-- SOURCE EXTRACT follows --

Grizzly bear (Courtesy of the United States Fish and Wildlife Service).
The U.S. Fish and Wildlife Service will continue genetic sampling efforts during the summer of 2022 to document grizzly bears in southwest Montana.
This project between the USFWS and several partners is part of ongoing efforts to monitor grizzlies in the lower 48 states. And the goal is to collect data to assist biologists in understanding more about the grizzly bears that have been dispersing throughout southwest Montana during the past decade.
“The 2021 survey revealed important information about the presence of two grizzly bears in their historic range near the headwaters of the east fork of the Bitterroot River in southwest Montana. Both bears were determined to be unrelated adult males from the Northern Continental Divide Ecosystem. While there were previously verified sightings approximately 30 kilometers to the south and east of this location, these were the first grizzlies to be documented in this area in recent history,” a press release about the project from the USFWS read.
According to the release, the genetic sampling survey is non-invasive and uses barbed-wire corrals and remote cameras, with a scent lure to attract bears to the sites. As the bears maneuver through the barbed wire to investigate the scent, their hair collects on the barbs without causing injury to the bear. The hair samples collected are then used for genetic analysis. The scent lure provides no food reward and thus no motivation for bears to linger at the sites.
All areas where work is being conducted will have primary access points marked with warning signs; the public is asked to avoid the area if they come across a site.
The project is taking place on National Forest System lands in southwest Montana, between the Bitterroot recovery zone and the estimated current distribution of populations in the Northern Continental Divide and Greater Yellowstone Ecosystems.
The primary study areas include the Beaverhead Mountains, Pioneer Mountains, Pintler Range, Anaconda Range, Flint Creek Range, John Long Mountains, Sapphire Mountains, Lower Clark Fork, and Ninemile Divide. Sampling sites will be located away from roads, campgrounds, trails and will avoid other areas with high human use. All sampling sites are signed to notify anyone in the site’s immediate vicinity and include contact information for the Grizzly Bear Recovery Program.
Partnering agencies include the U.S. Forest Service and Defenders of Wildlife, who participated in the program last year, and Montana Fish, Wildlife and Parks, who will be joining the efforts for the first time this summer. Non-profit partners include Yellowstone to Yukon Conservation Initiative, Greater Yellowstone Coalition, Natural Resources Defense Council and the National Parks Conservation Association.

-- SOURCE EXTRACT concluded --
-- ENTRIES SHOWN follows --

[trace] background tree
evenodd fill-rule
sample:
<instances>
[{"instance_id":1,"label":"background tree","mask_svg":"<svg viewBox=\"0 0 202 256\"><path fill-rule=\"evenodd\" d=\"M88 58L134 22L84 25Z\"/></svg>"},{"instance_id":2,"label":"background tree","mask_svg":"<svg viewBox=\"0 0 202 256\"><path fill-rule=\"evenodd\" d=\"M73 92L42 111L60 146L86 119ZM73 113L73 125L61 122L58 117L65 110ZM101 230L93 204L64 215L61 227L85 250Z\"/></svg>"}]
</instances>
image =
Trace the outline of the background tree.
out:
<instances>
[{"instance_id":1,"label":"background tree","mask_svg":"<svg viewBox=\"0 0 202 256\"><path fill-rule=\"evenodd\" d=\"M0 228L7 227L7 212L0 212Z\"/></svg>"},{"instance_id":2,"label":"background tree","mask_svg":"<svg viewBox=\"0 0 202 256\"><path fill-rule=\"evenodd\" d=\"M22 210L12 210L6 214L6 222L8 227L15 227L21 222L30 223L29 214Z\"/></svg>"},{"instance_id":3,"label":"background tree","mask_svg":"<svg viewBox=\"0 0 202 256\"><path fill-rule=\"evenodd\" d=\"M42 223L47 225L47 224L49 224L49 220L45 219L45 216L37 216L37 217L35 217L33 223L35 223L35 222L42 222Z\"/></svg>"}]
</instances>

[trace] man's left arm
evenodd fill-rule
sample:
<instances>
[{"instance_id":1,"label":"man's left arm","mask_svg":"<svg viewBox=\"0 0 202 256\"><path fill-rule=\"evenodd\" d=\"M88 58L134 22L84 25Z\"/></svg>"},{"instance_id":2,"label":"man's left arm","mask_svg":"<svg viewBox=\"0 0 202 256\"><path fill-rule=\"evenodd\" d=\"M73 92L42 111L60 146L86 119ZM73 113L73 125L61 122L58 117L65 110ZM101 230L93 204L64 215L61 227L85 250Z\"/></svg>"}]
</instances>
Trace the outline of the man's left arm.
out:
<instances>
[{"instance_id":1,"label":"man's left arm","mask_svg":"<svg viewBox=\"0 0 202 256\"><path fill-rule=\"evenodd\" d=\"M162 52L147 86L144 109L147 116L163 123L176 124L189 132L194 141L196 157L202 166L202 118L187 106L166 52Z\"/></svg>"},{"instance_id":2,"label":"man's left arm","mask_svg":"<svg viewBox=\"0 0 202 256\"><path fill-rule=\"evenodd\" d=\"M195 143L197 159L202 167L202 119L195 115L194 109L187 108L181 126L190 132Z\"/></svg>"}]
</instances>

-- ENTRIES SHOWN concluded --

Decide whether each statement below agrees with the article on grizzly bear genetic sampling in southwest Montana. Answer yes or no for each, and quote the words from the article that settle it.
1. The scent lure at the sites gives bears a food reward.
2. The two grizzly bears documented in the 2021 survey were unrelated adult males.
3. Montana Fish, Wildlife and Parks took part in the program last year.
The records have no connection to the text.

▶ **TASK SOLUTION**:
1. No: "The scent lure provides no food reward and thus no motivation for bears to linger at the sites."
2. Yes: "Both bears were determined to be unrelated adult males from the Northern Continental Divide Ecosystem."
3. No: "Montana Fish, Wildlife and Parks, who will be joining the efforts for the first time this summer."